# start of Selected text

December 23, 2002

Christmas 2002: The One True Gift

Christmas 2002 comes during an interlude between stages in our nation’s war with our terrorist enemies. Not even 500 days have passed since the September 11th attack that murdered thousands of our countrymen, and for those touched most closely by that deadly assault, the wounds remain raw and dreadful; we can only pray for their solace and comfort. And yet for many others of us, the shocking horror of that day’s devastation has receded. Time and inertia soften all blows.

In the immediate aftermath of those terrible events over a year ago, we were hectored incessantly, “On 9-11, everything changed.” Yet, now can we really believe that? Surveying our nation, have we not reverted to our customary ways and renewed our bad old habits? As the French adage has it, “Plus ça change, plus c'est le même chose.”

The tenderness we felt toward our countrymen last year has crept away, and the hard, bitter arguments have slunk back. The incongruity is jarring in this particular season that honors love and giving. Why, so soon after our nation’s terrible shock, has Christmas again become controversial?

What is so threatening about a child born into meager circumstances? …Whose earthly father was a carpenter, whose mother a teenage bride pregnant before marriage?

What is so offensive about that Nativity that this story alone is banned from many celebrations in favor of a bland invitation to “Happy Holidays”? A silly lie can be easily dismissed, so the many pains taken to banish Christmas suggest there is something of great and lasting power in the story of the birth of Jesus. Perhaps the chords of Christmas carols resonate in the mind, then resound in the soul? Does anyone doubt that the things that last are those written in our hearts as part of our human nature?

It is intriguing to ponder a few circumstances surrounding the birth of Jesus that are not so different from contemporary happenstances and persisting debates. A decree from Augustus Caesar declared that all the world should be taxed; and so, Joseph and Mary, the earthly expectant parents of Jesus, journeyed to Bethlehem for the census. Mary was near the end of an out-of-wedlock pregnancy, and Joseph could have handled the matter by “putting her away quietly” or by publicly condemning her for betraying their engagement; instead, he chose to be father to her Child.

Wise Men, the scientific and technological experts of that day, had reached predications of the coming birth of this Child, and they mistakenly ventured to the most powerful governmental ruler of the region, Herod, as they concluded that the Messiah, newly born King of the Jews, must be a political rather than a spiritual leader. Herod, fearful of the loss of his position and power, chose to slay all male children who might someday supplant him.

# end of Selected text
# start of Working data

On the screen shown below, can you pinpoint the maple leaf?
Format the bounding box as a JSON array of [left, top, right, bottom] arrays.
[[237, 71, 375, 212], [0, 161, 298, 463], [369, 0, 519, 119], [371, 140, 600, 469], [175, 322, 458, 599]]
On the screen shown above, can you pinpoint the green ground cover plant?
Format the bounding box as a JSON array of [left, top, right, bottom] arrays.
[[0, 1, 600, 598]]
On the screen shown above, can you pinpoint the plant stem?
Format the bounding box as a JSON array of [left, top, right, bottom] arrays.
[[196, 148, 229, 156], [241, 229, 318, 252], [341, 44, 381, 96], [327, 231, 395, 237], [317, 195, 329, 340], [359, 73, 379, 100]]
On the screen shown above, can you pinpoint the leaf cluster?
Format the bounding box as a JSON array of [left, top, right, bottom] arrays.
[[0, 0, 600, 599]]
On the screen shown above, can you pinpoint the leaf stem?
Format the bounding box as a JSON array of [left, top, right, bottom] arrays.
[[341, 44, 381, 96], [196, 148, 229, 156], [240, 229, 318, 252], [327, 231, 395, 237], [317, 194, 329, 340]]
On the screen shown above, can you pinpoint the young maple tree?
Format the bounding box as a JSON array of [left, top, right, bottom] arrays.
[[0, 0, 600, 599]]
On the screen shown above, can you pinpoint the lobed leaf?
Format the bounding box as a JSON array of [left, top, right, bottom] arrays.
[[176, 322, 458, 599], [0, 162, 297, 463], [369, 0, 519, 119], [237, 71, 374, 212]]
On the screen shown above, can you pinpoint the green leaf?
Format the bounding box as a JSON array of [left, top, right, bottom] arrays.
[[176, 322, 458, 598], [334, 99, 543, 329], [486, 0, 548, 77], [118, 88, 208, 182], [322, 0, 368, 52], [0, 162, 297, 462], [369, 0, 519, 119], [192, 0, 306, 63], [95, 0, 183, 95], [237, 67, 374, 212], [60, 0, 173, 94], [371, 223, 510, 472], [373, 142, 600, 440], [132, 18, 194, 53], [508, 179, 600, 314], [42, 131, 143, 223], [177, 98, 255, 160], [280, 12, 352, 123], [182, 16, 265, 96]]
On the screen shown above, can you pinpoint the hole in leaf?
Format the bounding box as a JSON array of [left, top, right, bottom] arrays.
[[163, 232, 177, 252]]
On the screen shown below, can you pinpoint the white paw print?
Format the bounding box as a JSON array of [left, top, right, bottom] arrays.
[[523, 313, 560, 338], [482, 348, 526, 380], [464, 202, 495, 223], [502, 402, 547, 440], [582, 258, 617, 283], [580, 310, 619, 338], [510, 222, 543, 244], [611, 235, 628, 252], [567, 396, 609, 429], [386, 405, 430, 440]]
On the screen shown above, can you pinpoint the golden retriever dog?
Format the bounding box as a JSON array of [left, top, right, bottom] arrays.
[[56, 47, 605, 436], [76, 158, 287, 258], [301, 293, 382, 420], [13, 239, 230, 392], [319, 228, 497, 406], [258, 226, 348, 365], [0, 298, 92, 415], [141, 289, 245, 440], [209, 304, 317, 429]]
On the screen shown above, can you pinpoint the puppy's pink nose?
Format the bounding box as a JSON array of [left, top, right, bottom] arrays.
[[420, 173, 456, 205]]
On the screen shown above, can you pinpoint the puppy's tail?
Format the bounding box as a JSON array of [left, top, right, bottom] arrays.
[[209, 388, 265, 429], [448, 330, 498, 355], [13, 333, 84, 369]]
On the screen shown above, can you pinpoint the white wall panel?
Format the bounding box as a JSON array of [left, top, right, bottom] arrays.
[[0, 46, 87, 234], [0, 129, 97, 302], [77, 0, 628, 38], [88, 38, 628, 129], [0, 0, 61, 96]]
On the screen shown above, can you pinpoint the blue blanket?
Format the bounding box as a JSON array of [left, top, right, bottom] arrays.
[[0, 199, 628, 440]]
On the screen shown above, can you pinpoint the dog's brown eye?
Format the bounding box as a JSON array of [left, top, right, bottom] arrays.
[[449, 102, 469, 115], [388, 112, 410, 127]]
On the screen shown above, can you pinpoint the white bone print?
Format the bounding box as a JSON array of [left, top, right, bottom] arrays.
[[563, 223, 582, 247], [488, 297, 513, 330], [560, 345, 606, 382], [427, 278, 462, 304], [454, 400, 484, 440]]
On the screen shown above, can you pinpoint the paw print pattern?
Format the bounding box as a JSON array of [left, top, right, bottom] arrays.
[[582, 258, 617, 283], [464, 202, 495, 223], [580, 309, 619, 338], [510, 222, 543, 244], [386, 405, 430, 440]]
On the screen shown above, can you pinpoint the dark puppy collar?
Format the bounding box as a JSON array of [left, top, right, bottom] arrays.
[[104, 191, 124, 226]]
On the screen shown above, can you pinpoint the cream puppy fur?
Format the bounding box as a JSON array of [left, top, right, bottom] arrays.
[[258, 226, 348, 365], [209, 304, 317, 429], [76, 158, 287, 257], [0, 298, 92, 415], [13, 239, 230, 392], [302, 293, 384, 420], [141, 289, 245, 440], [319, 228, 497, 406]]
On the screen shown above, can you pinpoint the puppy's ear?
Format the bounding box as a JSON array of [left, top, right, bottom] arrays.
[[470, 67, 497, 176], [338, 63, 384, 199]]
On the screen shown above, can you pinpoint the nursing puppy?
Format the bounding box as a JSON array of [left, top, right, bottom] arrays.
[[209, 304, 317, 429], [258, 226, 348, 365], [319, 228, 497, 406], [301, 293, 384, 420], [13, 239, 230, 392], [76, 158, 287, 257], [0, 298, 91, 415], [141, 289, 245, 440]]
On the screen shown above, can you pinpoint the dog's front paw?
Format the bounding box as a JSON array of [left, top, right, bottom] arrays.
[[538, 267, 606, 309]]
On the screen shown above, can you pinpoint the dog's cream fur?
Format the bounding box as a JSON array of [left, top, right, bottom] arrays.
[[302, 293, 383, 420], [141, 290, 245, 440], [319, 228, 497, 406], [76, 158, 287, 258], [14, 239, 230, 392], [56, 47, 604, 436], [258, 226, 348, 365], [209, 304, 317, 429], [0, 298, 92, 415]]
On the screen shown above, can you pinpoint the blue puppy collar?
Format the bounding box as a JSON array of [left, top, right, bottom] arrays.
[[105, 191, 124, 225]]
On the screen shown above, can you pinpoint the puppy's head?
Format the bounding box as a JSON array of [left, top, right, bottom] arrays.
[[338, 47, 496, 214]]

# end of Working data
# start of Working data

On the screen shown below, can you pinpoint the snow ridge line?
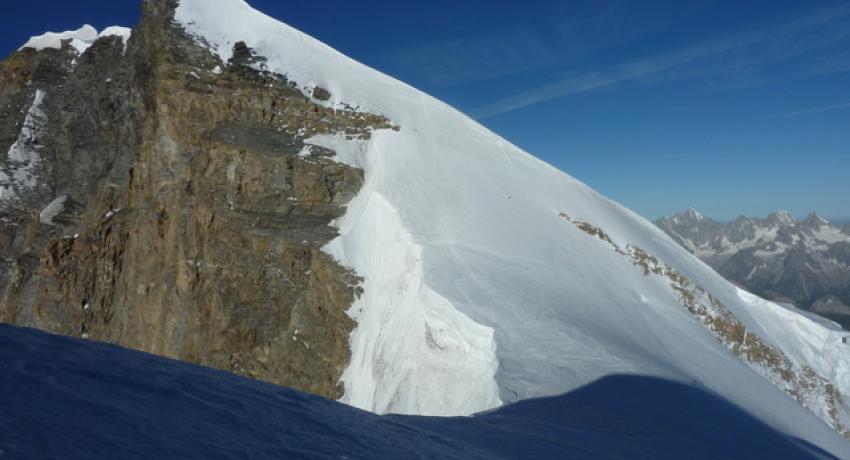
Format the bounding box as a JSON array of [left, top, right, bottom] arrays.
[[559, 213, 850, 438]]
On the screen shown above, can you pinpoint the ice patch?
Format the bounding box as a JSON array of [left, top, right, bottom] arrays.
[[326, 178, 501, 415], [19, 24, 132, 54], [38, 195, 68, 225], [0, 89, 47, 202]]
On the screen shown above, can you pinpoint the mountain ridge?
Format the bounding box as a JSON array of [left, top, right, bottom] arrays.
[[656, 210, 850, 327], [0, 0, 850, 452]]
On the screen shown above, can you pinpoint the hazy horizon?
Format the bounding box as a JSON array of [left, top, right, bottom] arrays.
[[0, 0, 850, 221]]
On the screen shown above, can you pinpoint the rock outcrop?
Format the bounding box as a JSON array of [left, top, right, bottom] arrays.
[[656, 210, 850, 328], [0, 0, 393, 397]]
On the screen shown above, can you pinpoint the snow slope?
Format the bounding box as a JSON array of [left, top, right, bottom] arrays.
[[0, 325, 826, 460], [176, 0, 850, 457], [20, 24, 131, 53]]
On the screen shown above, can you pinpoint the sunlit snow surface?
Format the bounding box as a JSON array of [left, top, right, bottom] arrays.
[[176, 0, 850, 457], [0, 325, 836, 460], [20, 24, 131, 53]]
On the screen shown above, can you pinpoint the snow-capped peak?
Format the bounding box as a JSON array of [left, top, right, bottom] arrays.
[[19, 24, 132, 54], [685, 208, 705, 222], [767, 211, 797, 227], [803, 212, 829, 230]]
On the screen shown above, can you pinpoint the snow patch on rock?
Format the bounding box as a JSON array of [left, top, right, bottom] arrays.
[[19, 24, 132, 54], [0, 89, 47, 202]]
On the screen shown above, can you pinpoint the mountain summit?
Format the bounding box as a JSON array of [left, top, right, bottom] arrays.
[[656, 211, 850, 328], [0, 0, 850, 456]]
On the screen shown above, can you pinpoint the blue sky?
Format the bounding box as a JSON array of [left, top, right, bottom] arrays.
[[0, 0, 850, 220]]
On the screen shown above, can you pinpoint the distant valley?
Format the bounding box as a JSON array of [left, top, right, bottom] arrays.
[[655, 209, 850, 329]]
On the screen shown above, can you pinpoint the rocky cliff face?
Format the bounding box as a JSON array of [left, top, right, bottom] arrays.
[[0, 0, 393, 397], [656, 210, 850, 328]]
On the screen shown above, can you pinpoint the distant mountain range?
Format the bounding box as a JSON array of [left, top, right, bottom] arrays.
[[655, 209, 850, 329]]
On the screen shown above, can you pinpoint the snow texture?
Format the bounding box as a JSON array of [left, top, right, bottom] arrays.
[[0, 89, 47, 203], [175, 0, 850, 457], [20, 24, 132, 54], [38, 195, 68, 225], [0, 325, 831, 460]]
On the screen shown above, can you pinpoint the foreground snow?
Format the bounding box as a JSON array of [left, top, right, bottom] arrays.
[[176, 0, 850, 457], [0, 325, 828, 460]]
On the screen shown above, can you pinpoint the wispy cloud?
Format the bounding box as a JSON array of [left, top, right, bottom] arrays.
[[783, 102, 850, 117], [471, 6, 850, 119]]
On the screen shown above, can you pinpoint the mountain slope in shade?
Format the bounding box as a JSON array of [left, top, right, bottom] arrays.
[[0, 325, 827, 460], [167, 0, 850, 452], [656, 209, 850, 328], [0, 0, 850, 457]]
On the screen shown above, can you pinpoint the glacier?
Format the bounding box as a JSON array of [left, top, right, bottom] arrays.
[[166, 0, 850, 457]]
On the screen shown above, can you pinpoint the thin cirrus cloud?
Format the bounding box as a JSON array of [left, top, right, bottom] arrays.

# end of Working data

## Task instructions
A: In the records, arrange the lines starting with the line containing "On the screen shown below, can you pinpoint the maple" and going on through the line containing "322, 458, 599]]" as a numbered list, leaving out any blank lines.
B: Pick up the Christmas 2002 essay after its last sentence and continue it.

## Answers per task
A:
1. On the screen shown below, can you pinpoint the maple leaf?
2. Format the bounding box as a JSON array of [left, top, right, bottom] arrays.
3. [[237, 71, 375, 212], [0, 161, 298, 463], [369, 0, 519, 119], [371, 140, 600, 469], [175, 322, 458, 599]]

B:
Then, as today, governmental tax decisions set the world in motion. Inconvenient people were easily expendable, with governmental permission. And even the most learned folk readily confused political and spiritual power.

Historically, the actual year of Christ’s birth is thought to be between 6 B.C. and 4 B.C., at the end of Herod’s reign. The first mention of Christmas as a formal Nativity feast occurred in a Roman almanac dated A.D. 336. The day we celebrate Christ’s birth, December 25th, was not chosen on the basis of historical evidence but rather to replace the pagan festival natalis solis invicti, the birth of the sun god Mithras, at winter solstice.

The Christmas star that guided the Wise Men to Bethlehem may have been any of a number of recorded astronomical events coinciding with the likeliest dates of that first Christmas. Halley’s Comet appeared in 12 B.C., and ancient Chinese texts note “exploding” stars, or novas, observed in both 4 and 5 B.C. Exceptionally bright planetary conjunctions occurred in 2, 6, and 7 B.C.; among these, the most promising candidate for the Holy Star was the triple conjunction of Mars, Jupiter, and Saturn in 6 B.C.

The prophet Isaiah wrote of the coming Messiah, that “the people who walked in darkness have seen a great light….” Clearly, well before the birth of Jesus, men longed for light in the days of greatest darkness. Early Christians selected December 25th for the Nativity feast to proclaim that Jesus Christ was the real Light of the World, the true “Sun of Righteousness,” as well as the Messiah foretold in Jewish faith. As Jesus later said, he had not come to destroy the law and the prophets of Judaism, but to fulfill them, and so he also fulfilled the deepest human longings expressed in other traditional celebrations. Christians believe these things are not merely enduring, but eternal – because we are created in the image of Eternal God.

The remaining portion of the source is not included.